Copy the lines of the records below verbatim, from the line containing "Could you point out the white fence" through the line containing "<point>351,287</point>", both included. Copy nothing outside that span.

#### Object pointing dataset rows:
--- start ---

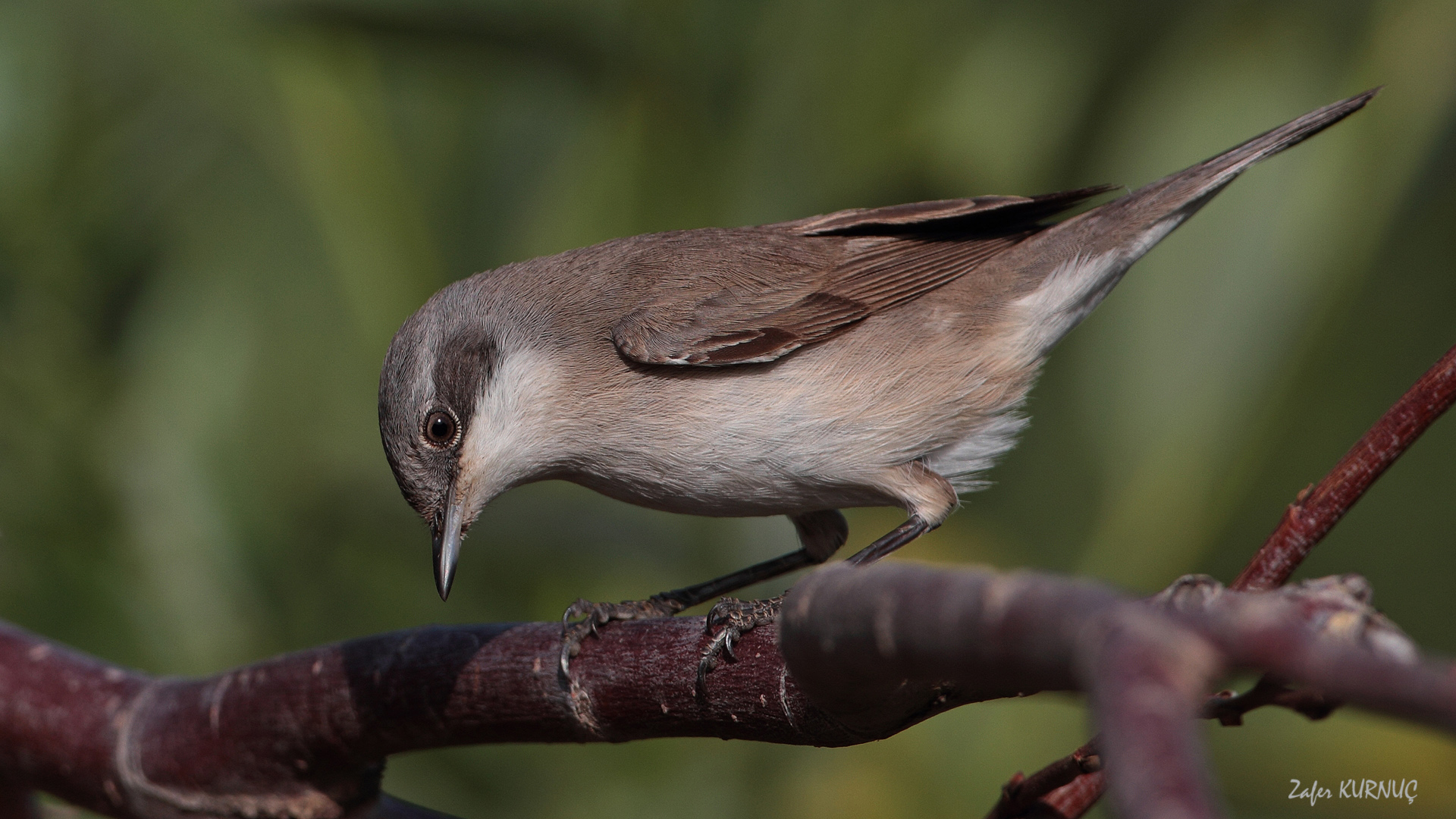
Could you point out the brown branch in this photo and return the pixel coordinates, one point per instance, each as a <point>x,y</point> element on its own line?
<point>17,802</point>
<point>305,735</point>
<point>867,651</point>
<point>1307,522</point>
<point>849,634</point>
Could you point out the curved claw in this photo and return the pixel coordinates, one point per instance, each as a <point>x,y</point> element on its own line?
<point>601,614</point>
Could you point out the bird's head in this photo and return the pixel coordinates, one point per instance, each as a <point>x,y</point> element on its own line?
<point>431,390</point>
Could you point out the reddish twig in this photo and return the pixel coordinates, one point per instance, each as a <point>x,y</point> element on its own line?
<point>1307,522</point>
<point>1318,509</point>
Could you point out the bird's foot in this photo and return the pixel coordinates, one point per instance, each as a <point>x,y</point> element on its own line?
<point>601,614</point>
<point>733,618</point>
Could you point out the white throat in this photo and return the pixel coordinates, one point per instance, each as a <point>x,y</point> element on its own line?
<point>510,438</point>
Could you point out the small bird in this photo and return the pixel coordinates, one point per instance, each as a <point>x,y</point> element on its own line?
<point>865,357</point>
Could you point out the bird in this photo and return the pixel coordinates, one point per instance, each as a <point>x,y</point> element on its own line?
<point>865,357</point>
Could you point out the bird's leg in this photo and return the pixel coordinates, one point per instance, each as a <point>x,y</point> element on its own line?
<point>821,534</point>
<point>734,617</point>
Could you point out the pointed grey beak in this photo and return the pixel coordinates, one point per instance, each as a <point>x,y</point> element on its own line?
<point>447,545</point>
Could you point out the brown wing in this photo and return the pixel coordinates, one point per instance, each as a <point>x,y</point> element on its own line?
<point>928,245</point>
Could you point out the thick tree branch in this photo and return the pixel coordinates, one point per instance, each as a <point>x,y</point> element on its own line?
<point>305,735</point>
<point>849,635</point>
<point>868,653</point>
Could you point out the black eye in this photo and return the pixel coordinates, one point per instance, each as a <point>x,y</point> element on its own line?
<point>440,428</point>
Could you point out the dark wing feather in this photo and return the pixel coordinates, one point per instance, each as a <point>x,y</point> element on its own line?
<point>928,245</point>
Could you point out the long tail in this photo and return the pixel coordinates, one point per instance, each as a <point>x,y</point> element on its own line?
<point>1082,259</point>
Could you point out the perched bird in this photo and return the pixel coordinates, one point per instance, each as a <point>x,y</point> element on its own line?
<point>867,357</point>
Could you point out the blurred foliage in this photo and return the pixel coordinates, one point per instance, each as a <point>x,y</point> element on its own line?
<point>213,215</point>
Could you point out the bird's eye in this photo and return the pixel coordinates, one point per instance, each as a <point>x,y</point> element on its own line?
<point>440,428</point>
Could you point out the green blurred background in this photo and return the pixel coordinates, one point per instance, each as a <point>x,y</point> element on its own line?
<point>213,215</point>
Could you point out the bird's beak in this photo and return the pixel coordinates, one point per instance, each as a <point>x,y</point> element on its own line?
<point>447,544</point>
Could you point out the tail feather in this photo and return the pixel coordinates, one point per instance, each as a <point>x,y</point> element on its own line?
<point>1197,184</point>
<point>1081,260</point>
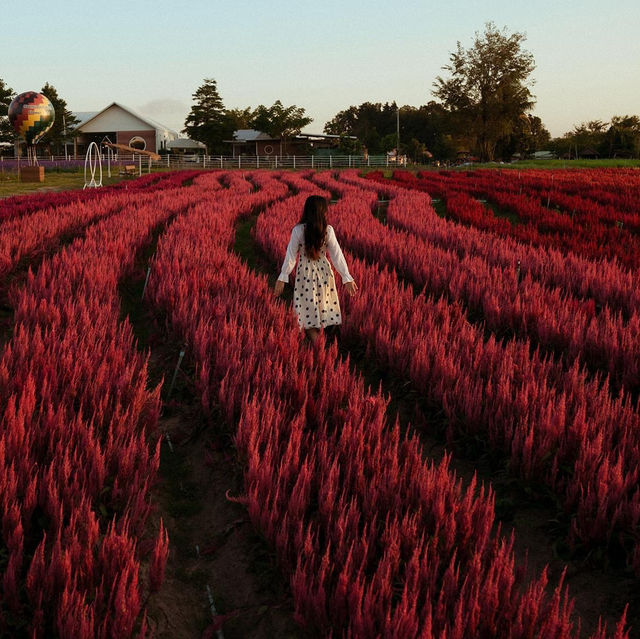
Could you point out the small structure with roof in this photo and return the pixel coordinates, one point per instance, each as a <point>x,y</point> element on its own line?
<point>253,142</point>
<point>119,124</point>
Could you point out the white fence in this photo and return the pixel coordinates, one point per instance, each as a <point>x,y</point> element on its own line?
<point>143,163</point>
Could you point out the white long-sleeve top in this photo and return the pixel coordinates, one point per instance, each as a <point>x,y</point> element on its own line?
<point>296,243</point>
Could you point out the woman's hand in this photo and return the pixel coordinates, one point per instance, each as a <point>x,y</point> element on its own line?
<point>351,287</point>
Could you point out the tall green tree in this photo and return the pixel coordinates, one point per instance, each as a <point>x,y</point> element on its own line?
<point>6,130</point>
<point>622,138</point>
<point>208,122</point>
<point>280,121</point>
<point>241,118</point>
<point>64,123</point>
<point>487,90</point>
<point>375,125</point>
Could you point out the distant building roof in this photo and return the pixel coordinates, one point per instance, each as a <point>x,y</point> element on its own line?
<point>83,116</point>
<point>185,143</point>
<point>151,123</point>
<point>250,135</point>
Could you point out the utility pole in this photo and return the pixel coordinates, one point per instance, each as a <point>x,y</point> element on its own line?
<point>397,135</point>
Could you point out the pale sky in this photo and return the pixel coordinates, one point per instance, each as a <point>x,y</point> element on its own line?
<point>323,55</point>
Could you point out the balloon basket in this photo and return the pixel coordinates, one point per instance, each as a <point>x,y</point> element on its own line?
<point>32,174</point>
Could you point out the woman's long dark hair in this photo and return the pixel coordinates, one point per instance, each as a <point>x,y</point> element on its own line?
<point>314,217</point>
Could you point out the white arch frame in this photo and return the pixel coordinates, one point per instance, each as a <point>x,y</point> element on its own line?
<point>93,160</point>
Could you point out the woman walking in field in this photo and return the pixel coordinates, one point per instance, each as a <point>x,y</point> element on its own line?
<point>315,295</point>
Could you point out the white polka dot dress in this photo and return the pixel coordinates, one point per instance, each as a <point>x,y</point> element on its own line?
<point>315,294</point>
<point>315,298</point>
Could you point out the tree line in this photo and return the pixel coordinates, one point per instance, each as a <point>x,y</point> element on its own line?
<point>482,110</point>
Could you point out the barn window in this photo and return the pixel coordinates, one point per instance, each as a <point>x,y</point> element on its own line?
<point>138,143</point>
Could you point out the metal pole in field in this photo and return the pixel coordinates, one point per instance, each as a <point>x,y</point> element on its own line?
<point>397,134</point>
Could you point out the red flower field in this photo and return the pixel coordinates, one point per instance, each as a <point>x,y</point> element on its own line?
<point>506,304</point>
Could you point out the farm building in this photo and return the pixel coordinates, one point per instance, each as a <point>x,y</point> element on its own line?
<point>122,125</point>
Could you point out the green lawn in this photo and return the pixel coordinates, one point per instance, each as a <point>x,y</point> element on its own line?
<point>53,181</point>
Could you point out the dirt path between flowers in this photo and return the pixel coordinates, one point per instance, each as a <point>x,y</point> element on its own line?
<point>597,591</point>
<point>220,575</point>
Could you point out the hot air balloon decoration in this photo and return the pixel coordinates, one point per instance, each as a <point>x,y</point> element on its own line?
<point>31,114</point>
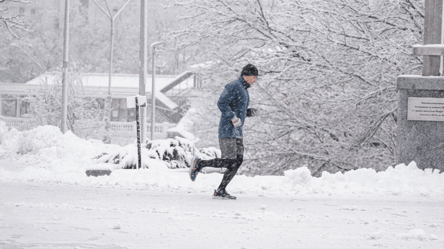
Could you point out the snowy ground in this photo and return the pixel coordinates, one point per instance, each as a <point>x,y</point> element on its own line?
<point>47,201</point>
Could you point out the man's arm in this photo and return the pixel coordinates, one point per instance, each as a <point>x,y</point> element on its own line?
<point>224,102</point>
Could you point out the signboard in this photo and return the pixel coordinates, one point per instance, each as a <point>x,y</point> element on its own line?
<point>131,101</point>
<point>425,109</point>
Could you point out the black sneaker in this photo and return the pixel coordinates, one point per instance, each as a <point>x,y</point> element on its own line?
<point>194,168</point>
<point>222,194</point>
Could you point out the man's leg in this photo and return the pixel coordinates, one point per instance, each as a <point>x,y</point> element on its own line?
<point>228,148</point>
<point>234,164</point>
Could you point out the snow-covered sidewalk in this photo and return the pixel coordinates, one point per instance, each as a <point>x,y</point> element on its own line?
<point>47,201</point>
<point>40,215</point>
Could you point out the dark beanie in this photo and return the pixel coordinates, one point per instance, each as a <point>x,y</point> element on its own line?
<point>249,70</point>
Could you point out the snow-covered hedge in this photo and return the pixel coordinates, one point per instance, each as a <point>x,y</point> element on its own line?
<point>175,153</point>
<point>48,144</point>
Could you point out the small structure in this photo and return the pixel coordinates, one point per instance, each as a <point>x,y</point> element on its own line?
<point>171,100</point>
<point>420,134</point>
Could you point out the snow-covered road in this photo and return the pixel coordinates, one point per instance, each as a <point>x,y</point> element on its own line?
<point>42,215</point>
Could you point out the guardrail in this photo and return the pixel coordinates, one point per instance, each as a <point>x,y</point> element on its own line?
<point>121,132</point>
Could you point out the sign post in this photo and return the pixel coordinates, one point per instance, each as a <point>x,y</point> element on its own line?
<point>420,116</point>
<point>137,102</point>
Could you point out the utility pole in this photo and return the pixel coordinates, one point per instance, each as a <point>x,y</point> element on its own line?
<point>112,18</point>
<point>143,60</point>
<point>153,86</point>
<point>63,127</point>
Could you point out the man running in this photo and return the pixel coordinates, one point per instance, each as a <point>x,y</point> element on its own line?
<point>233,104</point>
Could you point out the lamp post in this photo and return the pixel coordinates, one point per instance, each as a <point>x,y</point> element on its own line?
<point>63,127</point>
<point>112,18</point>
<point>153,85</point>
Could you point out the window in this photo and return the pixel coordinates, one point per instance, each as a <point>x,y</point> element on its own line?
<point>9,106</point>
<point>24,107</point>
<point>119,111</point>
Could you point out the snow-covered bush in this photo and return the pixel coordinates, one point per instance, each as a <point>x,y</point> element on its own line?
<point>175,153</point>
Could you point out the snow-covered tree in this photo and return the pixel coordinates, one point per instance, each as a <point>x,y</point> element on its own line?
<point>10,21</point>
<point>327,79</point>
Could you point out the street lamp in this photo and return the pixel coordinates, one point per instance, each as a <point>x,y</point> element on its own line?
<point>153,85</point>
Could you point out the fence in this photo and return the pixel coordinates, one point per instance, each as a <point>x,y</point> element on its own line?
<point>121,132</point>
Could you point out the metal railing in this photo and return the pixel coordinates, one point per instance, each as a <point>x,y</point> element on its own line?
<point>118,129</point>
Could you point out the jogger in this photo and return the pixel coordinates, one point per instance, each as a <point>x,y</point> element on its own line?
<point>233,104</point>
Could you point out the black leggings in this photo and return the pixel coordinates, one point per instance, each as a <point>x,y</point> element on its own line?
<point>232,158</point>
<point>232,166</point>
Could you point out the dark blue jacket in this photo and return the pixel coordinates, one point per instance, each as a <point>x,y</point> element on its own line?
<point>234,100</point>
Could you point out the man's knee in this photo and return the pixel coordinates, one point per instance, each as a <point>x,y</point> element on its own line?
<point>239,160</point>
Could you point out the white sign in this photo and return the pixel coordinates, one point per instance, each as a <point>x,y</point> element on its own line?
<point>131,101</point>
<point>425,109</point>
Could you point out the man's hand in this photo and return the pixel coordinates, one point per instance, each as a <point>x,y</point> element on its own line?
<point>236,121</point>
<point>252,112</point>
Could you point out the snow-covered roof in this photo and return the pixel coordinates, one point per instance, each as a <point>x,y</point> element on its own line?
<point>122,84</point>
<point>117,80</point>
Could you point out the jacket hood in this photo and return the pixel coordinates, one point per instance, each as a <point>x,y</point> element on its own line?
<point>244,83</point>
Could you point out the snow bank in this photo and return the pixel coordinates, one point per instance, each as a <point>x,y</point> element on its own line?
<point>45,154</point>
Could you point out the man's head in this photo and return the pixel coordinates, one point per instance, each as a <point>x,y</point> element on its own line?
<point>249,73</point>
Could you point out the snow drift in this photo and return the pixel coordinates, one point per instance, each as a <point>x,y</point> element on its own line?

--- end ---

#### Full response:
Could you point out the white fence in this photo and return the pixel coordinates, one point per instance, each as a <point>x,y</point> element on its own line?
<point>143,163</point>
Could you point out the white long-sleeve top in this photo and return the pixel coordinates, one point per instance, each as a <point>x,y</point> element on its own line?
<point>296,243</point>
Could you point out the woman's hand in this photo and return the pixel coordinates, one point per instance, each as a <point>x,y</point> element on its own line?
<point>351,287</point>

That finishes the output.